In the stretch from the line containing "Put a dot on each instance of the brown" through the line containing "(1274, 402)", swap "duvet" for "comforter". Return only those lines, with nothing else changed.

RECORDS SUPPLIED |
※ ※ ※

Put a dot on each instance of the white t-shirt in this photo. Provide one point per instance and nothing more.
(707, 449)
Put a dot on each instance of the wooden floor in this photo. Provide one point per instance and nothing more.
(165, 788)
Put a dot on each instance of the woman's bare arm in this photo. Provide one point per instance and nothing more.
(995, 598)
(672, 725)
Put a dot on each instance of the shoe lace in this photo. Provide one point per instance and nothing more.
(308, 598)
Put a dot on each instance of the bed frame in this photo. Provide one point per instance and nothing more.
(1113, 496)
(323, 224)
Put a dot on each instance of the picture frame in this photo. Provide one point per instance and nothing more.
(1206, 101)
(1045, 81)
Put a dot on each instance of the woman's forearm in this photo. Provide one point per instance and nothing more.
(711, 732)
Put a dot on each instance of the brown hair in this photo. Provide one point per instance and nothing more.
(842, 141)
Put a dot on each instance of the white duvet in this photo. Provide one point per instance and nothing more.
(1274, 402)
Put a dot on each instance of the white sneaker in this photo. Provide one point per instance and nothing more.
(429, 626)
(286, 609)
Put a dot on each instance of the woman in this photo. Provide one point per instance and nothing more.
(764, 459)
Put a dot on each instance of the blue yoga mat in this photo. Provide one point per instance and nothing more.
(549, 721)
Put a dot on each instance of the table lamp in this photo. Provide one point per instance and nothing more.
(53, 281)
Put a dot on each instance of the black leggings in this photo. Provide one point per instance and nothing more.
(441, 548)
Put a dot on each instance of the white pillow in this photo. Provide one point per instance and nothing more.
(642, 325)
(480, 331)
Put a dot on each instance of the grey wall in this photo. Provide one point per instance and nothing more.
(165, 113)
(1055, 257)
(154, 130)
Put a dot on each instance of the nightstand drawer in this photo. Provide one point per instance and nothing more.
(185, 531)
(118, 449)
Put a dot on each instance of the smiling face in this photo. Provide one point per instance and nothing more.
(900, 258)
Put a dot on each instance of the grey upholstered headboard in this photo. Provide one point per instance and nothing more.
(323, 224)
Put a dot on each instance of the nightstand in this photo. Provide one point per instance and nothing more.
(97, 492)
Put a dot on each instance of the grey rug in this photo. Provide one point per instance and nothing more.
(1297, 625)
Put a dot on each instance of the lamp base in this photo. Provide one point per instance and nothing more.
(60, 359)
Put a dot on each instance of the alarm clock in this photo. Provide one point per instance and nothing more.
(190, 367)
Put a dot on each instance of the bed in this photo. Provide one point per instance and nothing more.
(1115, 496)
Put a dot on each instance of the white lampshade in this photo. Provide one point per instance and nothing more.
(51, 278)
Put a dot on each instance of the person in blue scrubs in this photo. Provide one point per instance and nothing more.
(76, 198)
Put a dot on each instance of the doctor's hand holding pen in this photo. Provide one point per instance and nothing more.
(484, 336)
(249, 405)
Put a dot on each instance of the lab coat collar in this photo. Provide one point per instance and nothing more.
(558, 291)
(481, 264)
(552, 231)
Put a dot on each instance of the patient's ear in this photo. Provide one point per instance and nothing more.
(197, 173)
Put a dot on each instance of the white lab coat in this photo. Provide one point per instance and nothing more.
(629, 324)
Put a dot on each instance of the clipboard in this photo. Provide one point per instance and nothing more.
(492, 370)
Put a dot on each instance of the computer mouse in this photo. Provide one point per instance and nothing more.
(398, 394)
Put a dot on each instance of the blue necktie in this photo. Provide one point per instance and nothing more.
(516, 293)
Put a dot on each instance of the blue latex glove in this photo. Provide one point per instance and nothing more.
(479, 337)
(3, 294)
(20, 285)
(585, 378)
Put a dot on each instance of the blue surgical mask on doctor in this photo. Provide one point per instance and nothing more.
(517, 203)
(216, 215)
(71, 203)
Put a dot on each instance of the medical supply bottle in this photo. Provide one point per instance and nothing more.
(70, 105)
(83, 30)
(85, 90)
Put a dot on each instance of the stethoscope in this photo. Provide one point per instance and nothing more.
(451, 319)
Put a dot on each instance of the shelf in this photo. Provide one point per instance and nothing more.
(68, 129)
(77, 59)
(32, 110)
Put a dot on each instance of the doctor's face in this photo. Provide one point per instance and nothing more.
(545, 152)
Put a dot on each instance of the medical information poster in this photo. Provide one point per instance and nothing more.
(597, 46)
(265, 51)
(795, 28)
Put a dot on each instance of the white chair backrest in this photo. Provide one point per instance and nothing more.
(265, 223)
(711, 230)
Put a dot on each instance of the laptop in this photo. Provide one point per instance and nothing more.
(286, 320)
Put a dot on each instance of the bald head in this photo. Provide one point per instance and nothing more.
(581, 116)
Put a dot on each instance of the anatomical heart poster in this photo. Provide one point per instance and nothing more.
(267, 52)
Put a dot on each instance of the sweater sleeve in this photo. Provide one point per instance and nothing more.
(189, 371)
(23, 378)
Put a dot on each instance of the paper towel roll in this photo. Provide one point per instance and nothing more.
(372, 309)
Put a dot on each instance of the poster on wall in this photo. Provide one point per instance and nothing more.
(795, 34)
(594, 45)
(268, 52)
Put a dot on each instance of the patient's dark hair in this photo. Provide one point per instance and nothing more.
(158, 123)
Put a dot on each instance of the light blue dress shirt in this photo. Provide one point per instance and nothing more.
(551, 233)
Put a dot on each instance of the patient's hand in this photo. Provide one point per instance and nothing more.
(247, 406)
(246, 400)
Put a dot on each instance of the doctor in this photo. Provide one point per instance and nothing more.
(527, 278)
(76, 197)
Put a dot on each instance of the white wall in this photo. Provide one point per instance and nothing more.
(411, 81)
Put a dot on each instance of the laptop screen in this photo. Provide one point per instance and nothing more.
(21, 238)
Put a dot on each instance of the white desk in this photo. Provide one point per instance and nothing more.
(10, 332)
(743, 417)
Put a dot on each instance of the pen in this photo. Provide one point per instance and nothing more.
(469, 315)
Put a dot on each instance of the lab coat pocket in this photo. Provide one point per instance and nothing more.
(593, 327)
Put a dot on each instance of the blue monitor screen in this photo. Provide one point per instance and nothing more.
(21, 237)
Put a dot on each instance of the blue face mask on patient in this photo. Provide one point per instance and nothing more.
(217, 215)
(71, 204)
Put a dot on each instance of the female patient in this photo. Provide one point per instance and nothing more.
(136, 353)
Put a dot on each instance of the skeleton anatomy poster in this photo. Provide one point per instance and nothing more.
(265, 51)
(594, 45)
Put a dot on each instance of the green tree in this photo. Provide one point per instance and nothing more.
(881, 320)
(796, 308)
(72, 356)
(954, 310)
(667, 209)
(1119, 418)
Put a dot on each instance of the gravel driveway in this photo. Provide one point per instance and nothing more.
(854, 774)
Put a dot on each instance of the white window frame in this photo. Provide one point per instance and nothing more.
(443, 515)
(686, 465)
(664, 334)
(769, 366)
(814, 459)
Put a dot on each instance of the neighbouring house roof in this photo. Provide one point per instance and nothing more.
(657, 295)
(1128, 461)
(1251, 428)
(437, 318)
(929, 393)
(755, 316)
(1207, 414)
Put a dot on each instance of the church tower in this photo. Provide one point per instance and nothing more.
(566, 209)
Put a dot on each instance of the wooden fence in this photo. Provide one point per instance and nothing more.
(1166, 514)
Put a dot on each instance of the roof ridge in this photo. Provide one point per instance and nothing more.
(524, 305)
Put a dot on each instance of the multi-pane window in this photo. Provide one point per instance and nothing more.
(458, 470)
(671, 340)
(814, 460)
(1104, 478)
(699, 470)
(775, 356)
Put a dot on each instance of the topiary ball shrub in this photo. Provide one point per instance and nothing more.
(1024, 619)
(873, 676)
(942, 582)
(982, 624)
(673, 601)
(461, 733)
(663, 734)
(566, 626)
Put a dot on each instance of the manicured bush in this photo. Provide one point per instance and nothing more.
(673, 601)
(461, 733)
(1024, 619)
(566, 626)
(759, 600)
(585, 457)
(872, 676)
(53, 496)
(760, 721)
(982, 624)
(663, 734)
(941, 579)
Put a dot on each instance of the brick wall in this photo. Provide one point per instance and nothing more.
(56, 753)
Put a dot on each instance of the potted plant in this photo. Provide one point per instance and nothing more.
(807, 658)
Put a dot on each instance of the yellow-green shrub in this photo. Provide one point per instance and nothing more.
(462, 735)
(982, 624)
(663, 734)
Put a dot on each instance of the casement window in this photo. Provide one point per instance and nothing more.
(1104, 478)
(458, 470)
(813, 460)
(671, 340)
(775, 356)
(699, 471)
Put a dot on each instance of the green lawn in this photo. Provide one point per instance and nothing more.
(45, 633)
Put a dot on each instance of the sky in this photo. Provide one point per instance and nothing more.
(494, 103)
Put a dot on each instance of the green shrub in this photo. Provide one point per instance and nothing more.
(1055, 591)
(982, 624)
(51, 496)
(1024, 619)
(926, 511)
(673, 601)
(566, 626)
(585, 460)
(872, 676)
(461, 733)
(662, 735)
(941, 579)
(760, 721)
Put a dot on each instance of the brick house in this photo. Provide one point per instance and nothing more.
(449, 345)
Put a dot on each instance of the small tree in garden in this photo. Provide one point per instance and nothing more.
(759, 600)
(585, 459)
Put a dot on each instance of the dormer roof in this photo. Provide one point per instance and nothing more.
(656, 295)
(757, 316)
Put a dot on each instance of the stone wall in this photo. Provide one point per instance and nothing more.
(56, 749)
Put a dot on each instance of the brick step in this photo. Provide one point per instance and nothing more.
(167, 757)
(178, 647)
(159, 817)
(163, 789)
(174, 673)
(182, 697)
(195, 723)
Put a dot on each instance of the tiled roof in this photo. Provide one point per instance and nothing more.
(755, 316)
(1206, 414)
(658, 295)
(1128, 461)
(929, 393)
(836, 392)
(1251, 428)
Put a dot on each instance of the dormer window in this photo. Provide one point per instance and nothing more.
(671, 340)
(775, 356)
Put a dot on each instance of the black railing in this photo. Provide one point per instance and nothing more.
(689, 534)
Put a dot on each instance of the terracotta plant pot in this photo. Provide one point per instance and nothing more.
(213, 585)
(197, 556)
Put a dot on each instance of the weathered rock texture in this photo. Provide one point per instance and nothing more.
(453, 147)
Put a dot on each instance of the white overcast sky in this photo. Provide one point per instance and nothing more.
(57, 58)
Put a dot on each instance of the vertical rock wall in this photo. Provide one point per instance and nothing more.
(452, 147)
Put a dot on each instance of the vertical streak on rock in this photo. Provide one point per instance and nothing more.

※ ※ ※

FINISHED EXERCISE |
Put a dot on each instance of the brown hair in this photo. Provide one point per instance and nothing more.
(842, 141)
Put a dot on each instance of the white comforter in this photo. Provide one point per instance and nothing more.
(1274, 402)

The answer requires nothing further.